* **AIM**: Rewrite every one of the records below with "drooping" changed to "wilted", leaving everything else as it is.
** Start PROVIDED MATERIAL **
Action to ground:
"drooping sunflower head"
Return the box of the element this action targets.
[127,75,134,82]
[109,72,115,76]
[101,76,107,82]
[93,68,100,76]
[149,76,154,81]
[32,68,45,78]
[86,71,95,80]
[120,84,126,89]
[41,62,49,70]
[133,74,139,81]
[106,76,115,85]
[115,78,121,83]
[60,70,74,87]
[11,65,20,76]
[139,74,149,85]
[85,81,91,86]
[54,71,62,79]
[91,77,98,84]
** End PROVIDED MATERIAL **
* **FINISHED EXERCISE**:
Action to ground:
"wilted sunflower head"
Return the box of the element this action targets.
[127,75,134,82]
[109,72,115,76]
[101,76,107,82]
[93,68,100,76]
[149,76,154,81]
[32,68,45,78]
[86,71,95,80]
[120,84,126,89]
[41,62,49,70]
[133,74,139,81]
[106,76,115,85]
[115,78,121,83]
[60,70,74,87]
[11,65,20,76]
[139,74,149,85]
[85,81,91,86]
[54,71,62,79]
[91,77,98,84]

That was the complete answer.